▸ WHAT IS ASKED
Pull out every row below that contains the word "monument" and copy each one in full.

▸ DATASET EXTRACT
%%

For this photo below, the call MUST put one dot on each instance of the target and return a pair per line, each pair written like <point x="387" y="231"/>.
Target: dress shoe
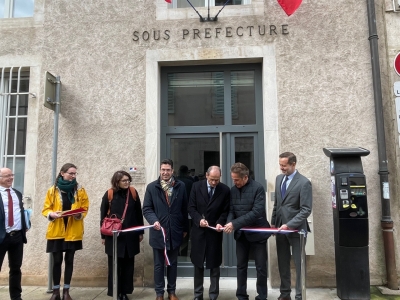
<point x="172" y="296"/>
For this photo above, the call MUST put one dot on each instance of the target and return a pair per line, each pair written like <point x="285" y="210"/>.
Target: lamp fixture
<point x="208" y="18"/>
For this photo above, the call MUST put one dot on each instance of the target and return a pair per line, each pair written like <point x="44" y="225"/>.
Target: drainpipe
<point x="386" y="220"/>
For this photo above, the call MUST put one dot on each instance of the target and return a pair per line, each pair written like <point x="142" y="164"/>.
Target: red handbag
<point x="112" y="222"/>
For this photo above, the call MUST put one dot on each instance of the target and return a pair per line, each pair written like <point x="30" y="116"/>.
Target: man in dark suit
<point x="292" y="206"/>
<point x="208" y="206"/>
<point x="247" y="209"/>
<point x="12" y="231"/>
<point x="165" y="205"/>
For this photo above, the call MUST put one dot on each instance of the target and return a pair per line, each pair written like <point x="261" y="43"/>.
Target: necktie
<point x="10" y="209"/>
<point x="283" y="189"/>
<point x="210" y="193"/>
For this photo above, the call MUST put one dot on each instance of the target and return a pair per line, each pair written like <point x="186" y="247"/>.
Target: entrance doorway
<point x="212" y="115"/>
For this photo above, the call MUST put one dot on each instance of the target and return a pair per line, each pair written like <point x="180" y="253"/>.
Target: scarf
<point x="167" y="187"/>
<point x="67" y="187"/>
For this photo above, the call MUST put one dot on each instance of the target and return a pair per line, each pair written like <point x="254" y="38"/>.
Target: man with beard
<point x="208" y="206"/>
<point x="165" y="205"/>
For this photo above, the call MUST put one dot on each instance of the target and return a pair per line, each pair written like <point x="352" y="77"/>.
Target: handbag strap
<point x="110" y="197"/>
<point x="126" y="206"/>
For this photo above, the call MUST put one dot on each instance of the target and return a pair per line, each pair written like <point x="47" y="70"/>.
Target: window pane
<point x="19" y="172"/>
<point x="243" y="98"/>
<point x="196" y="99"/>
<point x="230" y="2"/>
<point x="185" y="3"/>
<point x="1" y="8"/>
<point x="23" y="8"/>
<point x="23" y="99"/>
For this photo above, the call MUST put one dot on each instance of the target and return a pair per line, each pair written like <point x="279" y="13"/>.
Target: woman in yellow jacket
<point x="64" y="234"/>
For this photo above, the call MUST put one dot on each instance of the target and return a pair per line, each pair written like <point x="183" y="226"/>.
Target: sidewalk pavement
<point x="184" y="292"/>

%%
%%

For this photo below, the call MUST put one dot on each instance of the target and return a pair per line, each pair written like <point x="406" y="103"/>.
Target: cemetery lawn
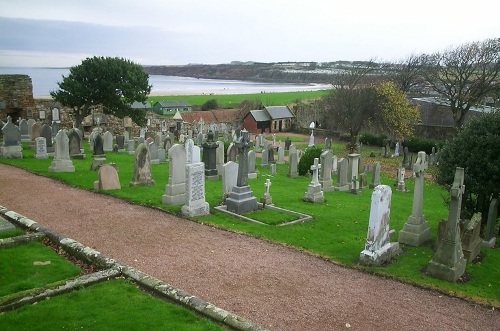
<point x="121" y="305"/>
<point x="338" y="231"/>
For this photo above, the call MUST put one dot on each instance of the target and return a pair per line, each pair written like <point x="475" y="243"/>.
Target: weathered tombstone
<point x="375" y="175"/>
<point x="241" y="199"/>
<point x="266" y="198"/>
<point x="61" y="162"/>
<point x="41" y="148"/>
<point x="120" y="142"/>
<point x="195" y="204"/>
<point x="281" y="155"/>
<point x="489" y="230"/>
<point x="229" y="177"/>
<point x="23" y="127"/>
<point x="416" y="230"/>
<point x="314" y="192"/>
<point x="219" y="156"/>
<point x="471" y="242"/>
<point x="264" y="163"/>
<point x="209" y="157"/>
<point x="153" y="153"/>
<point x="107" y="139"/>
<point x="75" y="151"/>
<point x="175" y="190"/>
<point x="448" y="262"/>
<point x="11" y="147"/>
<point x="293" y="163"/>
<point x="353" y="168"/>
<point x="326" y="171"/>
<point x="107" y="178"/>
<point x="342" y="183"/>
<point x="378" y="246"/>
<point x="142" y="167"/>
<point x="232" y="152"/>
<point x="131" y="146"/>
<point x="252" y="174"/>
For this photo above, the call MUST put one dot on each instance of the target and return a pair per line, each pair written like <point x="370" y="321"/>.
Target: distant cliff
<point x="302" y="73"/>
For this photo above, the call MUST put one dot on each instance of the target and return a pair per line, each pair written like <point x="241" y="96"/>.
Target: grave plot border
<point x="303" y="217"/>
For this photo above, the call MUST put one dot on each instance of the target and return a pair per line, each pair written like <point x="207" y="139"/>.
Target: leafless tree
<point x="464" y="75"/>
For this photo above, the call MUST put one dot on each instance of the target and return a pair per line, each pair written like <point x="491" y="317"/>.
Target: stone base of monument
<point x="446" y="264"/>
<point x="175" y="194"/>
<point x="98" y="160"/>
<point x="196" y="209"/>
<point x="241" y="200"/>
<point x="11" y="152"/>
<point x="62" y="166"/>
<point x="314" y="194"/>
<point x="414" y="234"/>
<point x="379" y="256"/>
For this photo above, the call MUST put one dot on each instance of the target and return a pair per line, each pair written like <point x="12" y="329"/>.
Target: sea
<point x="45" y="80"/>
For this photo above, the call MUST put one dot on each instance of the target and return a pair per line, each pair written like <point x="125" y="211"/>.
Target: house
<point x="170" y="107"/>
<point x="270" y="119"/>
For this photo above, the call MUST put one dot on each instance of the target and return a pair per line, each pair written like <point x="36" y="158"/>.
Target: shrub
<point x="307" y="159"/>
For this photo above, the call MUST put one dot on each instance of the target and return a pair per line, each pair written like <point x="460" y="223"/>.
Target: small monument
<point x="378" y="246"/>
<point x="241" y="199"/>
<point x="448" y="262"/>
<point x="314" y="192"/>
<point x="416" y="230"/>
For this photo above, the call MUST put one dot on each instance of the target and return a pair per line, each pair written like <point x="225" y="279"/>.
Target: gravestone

%%

▸ SOLUTION FOR THIS PROBLEM
Target: stone base of monument
Target: small monument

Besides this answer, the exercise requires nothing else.